■ Problem statement
Word for word, give every line of the listing again.

■ Available data
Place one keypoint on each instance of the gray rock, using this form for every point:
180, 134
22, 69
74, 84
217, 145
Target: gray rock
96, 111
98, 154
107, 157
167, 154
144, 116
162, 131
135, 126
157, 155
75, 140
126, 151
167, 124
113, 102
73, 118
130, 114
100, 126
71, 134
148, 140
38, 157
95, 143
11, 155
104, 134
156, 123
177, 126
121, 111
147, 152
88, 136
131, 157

■ Written solution
Place one keypoint on each instance of the gray rock, using this form for every point:
180, 134
22, 69
74, 84
217, 145
Target: gray rock
96, 111
98, 154
107, 157
167, 154
144, 116
162, 131
135, 126
157, 155
75, 140
126, 151
167, 124
113, 102
73, 118
130, 114
100, 126
71, 134
148, 140
38, 157
95, 143
11, 155
104, 134
156, 123
177, 126
121, 111
147, 152
88, 136
131, 157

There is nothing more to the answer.